[Recorded data]
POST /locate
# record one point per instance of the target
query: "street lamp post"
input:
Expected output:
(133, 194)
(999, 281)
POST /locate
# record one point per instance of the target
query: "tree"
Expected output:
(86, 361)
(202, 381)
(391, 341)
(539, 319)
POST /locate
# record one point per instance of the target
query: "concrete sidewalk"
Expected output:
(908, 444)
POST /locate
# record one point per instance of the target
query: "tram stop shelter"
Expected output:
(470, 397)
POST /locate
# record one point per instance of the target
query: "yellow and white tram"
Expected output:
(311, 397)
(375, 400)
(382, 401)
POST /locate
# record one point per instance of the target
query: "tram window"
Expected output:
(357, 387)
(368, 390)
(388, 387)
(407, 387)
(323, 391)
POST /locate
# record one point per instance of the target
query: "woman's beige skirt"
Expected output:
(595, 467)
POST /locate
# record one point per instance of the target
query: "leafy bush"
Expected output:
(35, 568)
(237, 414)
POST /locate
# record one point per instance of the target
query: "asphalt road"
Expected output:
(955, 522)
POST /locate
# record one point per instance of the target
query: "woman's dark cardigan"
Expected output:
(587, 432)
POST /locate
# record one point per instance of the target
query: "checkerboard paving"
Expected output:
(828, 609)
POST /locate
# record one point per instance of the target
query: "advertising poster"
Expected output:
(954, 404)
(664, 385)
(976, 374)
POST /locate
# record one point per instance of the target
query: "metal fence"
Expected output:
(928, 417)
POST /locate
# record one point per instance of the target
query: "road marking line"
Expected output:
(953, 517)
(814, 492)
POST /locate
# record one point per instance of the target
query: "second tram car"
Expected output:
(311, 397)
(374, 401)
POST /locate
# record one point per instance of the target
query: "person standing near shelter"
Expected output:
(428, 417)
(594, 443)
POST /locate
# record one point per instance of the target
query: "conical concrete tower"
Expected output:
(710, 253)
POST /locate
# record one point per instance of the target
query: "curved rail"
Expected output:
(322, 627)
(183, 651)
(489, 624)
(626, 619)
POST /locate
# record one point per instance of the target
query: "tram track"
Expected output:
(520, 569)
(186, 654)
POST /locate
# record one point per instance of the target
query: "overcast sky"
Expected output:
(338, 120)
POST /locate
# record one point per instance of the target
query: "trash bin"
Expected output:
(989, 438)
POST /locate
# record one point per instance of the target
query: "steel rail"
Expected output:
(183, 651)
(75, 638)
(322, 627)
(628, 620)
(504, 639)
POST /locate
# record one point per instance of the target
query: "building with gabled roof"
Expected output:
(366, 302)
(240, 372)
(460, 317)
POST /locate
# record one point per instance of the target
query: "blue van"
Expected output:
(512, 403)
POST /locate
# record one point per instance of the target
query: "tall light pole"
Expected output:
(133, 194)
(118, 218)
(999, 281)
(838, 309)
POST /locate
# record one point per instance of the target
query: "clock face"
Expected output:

» INSTRUCTIONS FOR THE TASK
Copy out each line of the data where the string "concrete" appears.

» SOLUTION TO THIS EXERCISE
query: "concrete sidewalk"
query: "conical concrete tower"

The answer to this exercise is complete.